>>>

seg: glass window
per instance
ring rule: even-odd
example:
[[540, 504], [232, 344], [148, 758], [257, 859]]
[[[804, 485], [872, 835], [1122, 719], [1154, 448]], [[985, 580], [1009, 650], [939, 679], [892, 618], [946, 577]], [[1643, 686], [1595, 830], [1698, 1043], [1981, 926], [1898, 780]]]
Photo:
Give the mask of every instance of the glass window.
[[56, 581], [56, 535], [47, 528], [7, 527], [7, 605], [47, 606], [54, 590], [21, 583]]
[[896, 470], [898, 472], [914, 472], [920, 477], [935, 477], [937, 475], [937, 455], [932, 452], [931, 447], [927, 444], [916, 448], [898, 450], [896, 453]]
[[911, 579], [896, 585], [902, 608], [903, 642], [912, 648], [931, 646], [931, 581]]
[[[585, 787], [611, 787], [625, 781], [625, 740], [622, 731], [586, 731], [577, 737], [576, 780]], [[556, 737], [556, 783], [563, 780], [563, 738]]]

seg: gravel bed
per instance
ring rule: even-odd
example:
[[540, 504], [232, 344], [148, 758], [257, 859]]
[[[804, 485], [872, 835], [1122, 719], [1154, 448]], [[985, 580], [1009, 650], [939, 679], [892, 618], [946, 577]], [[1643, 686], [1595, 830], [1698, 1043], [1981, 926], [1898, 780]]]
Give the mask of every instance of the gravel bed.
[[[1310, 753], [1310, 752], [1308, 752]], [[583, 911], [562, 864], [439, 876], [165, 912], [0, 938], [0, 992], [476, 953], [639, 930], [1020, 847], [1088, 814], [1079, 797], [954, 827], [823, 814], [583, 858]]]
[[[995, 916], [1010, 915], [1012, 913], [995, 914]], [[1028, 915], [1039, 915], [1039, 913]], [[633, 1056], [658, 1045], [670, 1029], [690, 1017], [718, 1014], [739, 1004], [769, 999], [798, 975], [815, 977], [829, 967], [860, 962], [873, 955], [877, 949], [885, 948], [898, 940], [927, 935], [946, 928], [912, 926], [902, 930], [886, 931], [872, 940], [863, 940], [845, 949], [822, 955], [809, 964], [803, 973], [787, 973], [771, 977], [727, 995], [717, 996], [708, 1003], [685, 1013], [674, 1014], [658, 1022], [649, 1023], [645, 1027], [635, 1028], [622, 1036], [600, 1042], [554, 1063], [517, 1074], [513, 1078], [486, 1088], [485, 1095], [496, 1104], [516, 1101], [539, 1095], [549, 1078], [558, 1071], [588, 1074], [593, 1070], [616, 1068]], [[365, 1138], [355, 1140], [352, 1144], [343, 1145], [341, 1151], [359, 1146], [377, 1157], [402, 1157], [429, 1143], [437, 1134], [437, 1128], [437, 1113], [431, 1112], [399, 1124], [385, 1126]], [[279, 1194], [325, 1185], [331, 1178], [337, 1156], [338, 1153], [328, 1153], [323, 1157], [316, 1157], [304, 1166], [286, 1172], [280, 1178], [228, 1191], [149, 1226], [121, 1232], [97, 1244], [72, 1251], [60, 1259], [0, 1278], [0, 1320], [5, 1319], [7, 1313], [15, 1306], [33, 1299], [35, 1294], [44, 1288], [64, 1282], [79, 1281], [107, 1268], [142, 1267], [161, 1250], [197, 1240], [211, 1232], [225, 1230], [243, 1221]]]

<<<

- **TASK OBJECTIVE**: Transcribe the listing. Every line must match exactly.

- **RESPONSE BELOW**:
seg: glass window
per instance
ring rule: even-odd
example:
[[540, 504], [232, 344], [148, 758], [257, 859]]
[[[804, 485], [872, 835], [1122, 719], [1154, 448]], [[985, 580], [1009, 650], [939, 679], [892, 618], [946, 577]], [[1643, 686], [1595, 830], [1698, 1043], [1981, 926], [1898, 780]]]
Photo:
Give the mask of every instance of the glass window.
[[56, 581], [56, 535], [47, 528], [7, 527], [7, 605], [47, 606], [54, 590], [21, 583]]
[[896, 470], [898, 472], [914, 472], [920, 477], [935, 477], [937, 475], [937, 455], [932, 452], [931, 447], [927, 444], [916, 448], [898, 450], [896, 453]]
[[911, 579], [896, 585], [902, 608], [903, 642], [912, 648], [931, 646], [931, 581]]
[[[585, 787], [611, 787], [625, 781], [625, 740], [622, 731], [586, 731], [577, 737], [576, 780]], [[556, 737], [556, 783], [563, 780], [563, 738]]]

seg: gravel bed
per instance
ring rule: even-odd
example:
[[540, 504], [232, 344], [148, 758], [257, 859]]
[[[804, 485], [872, 835], [1122, 719], [1154, 448]], [[985, 580], [1009, 650], [939, 679], [892, 618], [946, 577]], [[1643, 686], [1595, 830], [1698, 1043], [1981, 926], [1898, 780]]]
Give the mask of every instance of the gravel bed.
[[[1310, 753], [1310, 752], [1308, 752]], [[583, 911], [562, 864], [439, 876], [165, 912], [0, 938], [0, 992], [476, 953], [639, 930], [1020, 847], [1088, 814], [1079, 797], [954, 827], [823, 814], [583, 858]]]
[[[995, 916], [1010, 915], [1012, 913], [995, 914]], [[1028, 915], [1039, 915], [1039, 913]], [[633, 1056], [658, 1045], [670, 1029], [690, 1017], [718, 1014], [739, 1004], [769, 999], [798, 975], [815, 977], [829, 967], [860, 962], [873, 955], [877, 949], [885, 948], [898, 940], [927, 935], [946, 928], [912, 926], [902, 930], [886, 931], [872, 940], [863, 940], [845, 949], [822, 955], [809, 964], [803, 973], [787, 973], [771, 977], [727, 995], [717, 996], [708, 1003], [685, 1013], [674, 1014], [658, 1022], [649, 1023], [645, 1027], [635, 1028], [622, 1036], [600, 1042], [554, 1063], [517, 1074], [513, 1078], [486, 1088], [485, 1095], [496, 1104], [516, 1101], [539, 1095], [549, 1078], [558, 1071], [588, 1074], [593, 1070], [616, 1068]], [[365, 1138], [355, 1140], [352, 1144], [343, 1145], [341, 1151], [359, 1146], [377, 1157], [402, 1157], [429, 1143], [437, 1134], [437, 1128], [437, 1113], [431, 1112], [399, 1124], [385, 1126]], [[279, 1194], [325, 1185], [331, 1178], [337, 1156], [338, 1153], [328, 1153], [323, 1157], [316, 1157], [304, 1166], [286, 1172], [280, 1178], [228, 1191], [149, 1226], [121, 1232], [97, 1244], [72, 1251], [60, 1259], [0, 1278], [0, 1320], [5, 1319], [7, 1313], [15, 1306], [33, 1299], [35, 1294], [44, 1288], [64, 1282], [79, 1281], [107, 1268], [142, 1267], [161, 1250], [197, 1240], [211, 1232], [225, 1230], [243, 1221]]]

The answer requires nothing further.